取り組む課題 —
(1) デジタル・ミニマリズムに関する文章では、スマホの平均利用時間は1日どれくらいとされていますか。
(2) デジタル・ミニマリズムに関する文章を、最後の文の後から続けて書いてください。

提示文章 —
デジタル時代が生産性や集中力を奪う?「デジタル・ミニマリズム」でオンラインライフをシンプルに!

デジタル化に伴って、集中力がなくなり作業の生産性が落ちたと感じる人や、精神的な疲れを感じやすくなったという人が増えています。「デジタル・ミニマリズム」のアイデア4つを習得して、自分が重きを置いている事柄に集中しましょう。

デジタル化による影響の実態

私たちにとって今やインターネットは、情報を集める場というだけではなく、意見や個性を発信する場であり、生活の場となっています。スマホの平均利用時間は1日約3時間という結果が、私たちの生活にスマホがどれほどの影響を与えているのかを伝えています。

インターネットの広がりによって、リアルタイムに公開されている情報を手にすることができることや、国を超えて人々とコミュニケーションを取れるようになりました。しかし、このデジタルネットワークの広がりが与えるのは、プラスの影響ばかりではありません。デジタル化が進むとともに、生活の質や充実感の低下を感じている人が増加しているのが現実です。集中力がなくなり作業の生産性が落ちたと感じる人や、精神的な疲れを感じやすくなったという人までさまざまいます。

以下では、デジタル化によって人々はどのような問題を抱えるようになったのかを詳しく見ていくことにしましょう。

孤独を感じやすくなる

いくつかの研究では、ソーシャルメディアに時間を多く使う人は、ソーシャルメディアをあまり使わない人よりも孤独感が高い傾向にあることがわかっています。

提供資料 —
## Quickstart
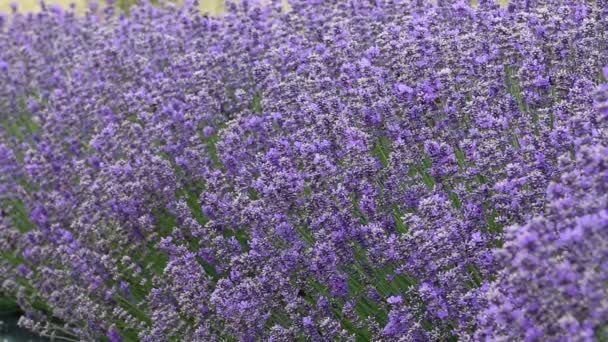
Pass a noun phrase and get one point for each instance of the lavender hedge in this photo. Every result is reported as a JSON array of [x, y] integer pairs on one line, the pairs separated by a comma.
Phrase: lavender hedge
[[342, 170]]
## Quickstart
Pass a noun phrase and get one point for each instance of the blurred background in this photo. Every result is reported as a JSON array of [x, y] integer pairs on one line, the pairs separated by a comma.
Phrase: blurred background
[[209, 6]]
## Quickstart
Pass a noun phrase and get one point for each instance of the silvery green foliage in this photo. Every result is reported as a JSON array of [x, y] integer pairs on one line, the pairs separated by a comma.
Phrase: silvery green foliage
[[343, 170]]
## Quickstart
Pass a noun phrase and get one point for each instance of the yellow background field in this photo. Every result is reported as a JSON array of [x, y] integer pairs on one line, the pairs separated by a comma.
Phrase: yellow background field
[[210, 6]]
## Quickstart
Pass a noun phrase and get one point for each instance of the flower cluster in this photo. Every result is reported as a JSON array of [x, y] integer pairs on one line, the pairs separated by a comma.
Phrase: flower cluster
[[334, 170]]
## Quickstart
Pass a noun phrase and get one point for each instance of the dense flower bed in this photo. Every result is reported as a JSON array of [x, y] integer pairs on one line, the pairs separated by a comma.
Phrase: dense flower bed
[[344, 170]]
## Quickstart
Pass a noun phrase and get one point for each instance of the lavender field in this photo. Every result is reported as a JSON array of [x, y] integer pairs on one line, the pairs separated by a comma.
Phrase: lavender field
[[333, 170]]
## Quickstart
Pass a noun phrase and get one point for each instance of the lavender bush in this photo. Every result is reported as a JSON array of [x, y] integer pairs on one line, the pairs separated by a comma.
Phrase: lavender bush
[[342, 170]]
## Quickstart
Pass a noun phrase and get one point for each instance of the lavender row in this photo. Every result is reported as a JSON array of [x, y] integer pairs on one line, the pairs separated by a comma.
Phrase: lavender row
[[342, 170]]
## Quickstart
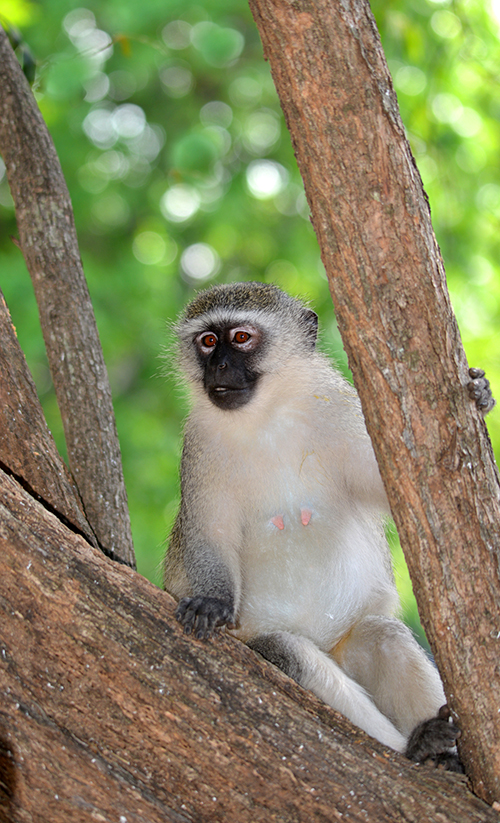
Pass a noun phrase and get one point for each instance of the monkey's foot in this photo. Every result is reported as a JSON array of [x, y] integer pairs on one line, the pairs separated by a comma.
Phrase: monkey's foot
[[434, 740], [202, 615], [479, 390]]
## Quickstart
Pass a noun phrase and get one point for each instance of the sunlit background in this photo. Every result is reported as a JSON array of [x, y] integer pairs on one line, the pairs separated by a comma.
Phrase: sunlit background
[[181, 173]]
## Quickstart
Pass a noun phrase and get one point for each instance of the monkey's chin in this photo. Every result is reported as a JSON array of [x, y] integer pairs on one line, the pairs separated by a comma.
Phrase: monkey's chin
[[229, 399]]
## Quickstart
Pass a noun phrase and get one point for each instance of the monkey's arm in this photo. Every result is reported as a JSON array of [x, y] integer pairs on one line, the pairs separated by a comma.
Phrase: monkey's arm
[[202, 562]]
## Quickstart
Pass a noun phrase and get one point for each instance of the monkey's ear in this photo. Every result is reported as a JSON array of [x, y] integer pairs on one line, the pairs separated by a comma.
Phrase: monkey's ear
[[311, 325]]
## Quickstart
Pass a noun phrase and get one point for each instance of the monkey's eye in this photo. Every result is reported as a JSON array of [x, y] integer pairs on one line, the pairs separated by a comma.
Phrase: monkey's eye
[[208, 340], [241, 337]]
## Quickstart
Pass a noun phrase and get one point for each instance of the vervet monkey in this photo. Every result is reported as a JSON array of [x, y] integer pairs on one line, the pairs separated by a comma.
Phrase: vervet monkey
[[280, 535]]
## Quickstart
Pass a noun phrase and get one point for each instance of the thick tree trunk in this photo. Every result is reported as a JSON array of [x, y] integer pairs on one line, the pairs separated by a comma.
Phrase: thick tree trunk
[[50, 247], [108, 712], [388, 285]]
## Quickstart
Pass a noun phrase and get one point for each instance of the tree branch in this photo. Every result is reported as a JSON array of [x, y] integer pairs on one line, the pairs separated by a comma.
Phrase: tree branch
[[388, 285], [27, 449], [50, 248], [108, 711]]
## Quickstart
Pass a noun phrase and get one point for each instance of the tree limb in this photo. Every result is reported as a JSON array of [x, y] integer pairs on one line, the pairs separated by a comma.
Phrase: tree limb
[[108, 711], [49, 244], [27, 448], [388, 285]]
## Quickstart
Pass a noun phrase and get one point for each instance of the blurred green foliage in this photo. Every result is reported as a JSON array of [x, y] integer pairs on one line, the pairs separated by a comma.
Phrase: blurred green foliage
[[181, 173]]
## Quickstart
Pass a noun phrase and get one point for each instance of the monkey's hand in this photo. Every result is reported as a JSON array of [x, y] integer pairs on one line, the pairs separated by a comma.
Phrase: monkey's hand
[[434, 740], [479, 391], [202, 615]]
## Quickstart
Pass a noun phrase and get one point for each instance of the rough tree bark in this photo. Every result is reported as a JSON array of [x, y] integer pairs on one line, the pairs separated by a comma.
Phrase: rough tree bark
[[50, 247], [108, 712], [388, 285]]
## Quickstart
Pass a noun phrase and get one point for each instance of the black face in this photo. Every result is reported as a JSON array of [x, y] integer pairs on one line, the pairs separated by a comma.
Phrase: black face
[[228, 355]]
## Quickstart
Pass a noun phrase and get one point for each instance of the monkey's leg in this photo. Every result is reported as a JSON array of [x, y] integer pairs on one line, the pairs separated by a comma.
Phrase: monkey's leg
[[302, 660], [382, 655]]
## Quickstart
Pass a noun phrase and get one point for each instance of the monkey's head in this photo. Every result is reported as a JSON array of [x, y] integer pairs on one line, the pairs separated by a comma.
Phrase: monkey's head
[[231, 335]]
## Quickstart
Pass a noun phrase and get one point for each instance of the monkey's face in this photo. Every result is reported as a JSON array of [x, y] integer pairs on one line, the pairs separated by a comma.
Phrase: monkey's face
[[228, 356]]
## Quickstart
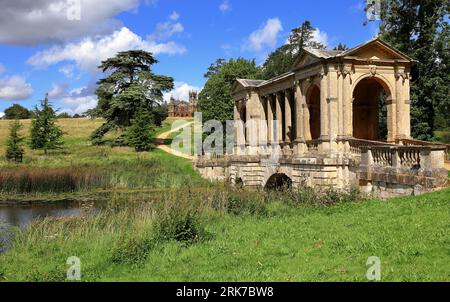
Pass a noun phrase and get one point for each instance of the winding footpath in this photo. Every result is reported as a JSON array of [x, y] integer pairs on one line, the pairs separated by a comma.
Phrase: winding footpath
[[160, 140]]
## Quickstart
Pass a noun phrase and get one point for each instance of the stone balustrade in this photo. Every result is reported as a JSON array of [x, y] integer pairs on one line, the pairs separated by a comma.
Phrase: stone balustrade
[[400, 170]]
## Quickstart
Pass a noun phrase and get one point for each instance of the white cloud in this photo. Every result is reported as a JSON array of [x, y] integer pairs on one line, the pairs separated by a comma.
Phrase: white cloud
[[15, 88], [174, 16], [225, 6], [44, 21], [68, 71], [265, 36], [181, 91], [79, 100], [57, 91], [88, 53], [320, 37], [167, 29]]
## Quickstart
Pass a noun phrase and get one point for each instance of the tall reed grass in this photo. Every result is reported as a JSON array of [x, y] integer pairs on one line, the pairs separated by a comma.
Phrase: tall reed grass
[[29, 180], [132, 227]]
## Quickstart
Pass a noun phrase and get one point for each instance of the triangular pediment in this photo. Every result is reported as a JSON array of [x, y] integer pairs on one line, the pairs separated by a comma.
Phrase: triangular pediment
[[376, 50]]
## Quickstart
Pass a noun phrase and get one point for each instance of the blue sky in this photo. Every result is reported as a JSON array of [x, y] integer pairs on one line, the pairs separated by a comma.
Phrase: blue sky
[[45, 48]]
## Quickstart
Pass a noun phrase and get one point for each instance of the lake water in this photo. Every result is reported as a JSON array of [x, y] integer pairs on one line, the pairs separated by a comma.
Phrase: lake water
[[21, 216]]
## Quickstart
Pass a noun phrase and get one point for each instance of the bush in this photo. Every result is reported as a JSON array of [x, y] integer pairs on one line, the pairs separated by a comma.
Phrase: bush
[[179, 221], [241, 203], [132, 249]]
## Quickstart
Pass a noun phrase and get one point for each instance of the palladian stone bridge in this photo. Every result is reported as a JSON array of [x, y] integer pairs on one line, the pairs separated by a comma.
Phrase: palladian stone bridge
[[322, 120]]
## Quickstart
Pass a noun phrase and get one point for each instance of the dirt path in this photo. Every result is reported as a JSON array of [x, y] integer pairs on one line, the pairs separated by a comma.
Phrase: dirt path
[[160, 140]]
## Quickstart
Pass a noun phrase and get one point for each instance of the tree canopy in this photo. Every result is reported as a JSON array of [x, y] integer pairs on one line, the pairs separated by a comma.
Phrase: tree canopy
[[45, 134], [17, 112], [130, 86], [14, 144], [215, 101], [281, 60]]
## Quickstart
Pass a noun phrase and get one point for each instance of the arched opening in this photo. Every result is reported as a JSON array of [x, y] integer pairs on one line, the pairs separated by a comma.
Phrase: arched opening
[[278, 182], [370, 110], [313, 102]]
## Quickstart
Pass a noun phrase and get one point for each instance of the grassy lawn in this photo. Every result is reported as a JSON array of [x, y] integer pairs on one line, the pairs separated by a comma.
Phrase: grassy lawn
[[164, 223], [286, 243], [83, 167]]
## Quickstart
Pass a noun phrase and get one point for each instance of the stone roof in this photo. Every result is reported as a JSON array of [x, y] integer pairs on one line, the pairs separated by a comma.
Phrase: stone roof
[[249, 83], [323, 53]]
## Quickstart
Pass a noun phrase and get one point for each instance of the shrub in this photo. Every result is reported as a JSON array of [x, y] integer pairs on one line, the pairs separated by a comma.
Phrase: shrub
[[241, 203], [179, 221], [132, 249]]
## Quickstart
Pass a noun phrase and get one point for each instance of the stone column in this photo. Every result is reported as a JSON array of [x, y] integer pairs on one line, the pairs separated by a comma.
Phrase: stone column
[[279, 113], [341, 132], [300, 116], [392, 115], [347, 104], [324, 114], [237, 118], [333, 111], [288, 115], [403, 123], [270, 119]]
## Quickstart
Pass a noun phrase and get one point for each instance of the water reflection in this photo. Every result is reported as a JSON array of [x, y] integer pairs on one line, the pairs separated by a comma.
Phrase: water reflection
[[22, 216]]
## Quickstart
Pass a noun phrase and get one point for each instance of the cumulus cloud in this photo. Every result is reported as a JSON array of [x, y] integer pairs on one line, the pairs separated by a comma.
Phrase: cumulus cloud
[[88, 53], [167, 29], [181, 91], [15, 88], [79, 100], [320, 37], [225, 6], [24, 22], [68, 70], [174, 16], [265, 36], [57, 91]]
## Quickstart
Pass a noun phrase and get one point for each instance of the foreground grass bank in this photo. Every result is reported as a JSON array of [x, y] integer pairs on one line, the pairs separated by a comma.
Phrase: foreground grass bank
[[219, 235]]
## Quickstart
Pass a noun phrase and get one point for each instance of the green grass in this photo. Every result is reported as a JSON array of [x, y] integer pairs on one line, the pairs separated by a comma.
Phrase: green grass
[[112, 168], [286, 242]]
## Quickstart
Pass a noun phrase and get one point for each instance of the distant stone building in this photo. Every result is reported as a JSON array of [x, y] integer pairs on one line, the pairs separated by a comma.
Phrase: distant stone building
[[178, 108]]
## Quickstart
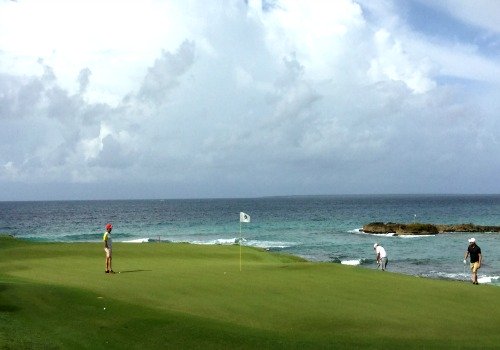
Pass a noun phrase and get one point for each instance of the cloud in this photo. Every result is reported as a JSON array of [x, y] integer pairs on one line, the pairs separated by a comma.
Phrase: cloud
[[246, 100]]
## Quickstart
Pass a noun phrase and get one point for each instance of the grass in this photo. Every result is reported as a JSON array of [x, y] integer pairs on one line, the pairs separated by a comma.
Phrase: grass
[[53, 295]]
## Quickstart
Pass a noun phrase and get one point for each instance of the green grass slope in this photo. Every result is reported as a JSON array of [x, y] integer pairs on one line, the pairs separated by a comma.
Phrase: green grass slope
[[53, 295]]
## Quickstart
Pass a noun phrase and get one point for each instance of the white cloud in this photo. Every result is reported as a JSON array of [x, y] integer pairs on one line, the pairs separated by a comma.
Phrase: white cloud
[[197, 98]]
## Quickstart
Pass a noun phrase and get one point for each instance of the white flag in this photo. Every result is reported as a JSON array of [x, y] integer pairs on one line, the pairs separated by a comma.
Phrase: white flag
[[244, 217]]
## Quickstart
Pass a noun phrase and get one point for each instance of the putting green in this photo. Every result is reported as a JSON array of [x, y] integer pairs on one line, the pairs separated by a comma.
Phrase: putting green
[[188, 296]]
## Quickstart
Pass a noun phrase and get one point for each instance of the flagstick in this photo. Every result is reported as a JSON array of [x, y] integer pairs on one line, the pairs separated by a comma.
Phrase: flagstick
[[240, 246]]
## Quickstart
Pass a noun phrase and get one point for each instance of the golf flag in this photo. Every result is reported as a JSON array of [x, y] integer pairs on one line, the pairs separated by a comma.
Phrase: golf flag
[[244, 217]]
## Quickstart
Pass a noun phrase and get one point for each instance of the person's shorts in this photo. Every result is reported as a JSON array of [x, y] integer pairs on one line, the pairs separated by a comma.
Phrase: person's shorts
[[474, 267], [108, 252], [383, 263]]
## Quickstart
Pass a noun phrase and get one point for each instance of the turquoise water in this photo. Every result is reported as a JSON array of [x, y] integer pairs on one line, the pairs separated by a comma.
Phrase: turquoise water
[[319, 228]]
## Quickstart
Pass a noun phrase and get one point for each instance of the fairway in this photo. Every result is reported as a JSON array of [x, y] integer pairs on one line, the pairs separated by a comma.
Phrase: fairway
[[56, 295]]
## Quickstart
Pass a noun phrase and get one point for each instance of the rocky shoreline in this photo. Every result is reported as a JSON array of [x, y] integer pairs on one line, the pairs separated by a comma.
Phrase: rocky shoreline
[[424, 229]]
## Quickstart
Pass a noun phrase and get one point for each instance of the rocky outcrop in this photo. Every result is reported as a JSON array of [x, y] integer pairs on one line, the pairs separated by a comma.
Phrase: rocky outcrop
[[424, 229]]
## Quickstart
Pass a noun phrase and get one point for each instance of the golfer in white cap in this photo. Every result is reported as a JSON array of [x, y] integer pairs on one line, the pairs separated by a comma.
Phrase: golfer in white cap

解答一覧 —
(1) 1日約3時間です。

(2)
理由としては、幸福度を大いに向上させるオフラインでのコミュニケーション時間が減るためだとされています。ソーシャルメディアでの特定の活動が幸福度を下げているというわけではなく、現実世界での人との交流時間が減るために、孤独感が強まるということを示しています。

友人がFacebookやInstagramにコメントや「いいね」をつけると、喜びがもたらされたり幸福度が向上したりするかもしれません。しかし、同じ友人と現実の世界で一緒に過ごすことのほうがプラスの影響の与えるのです。

睡眠障害の原因

スマホなどの電子機器を眠る前に使用することで、睡眠障害に陥る危険性が高まります。

健康に重要なのは、睡眠時間ではなく質です。「1日7時間は寝ているから、しっかりと休息をとれている」と考えるかもしれませんが、眠る前にスマホを使用することで睡眠の質は低下します。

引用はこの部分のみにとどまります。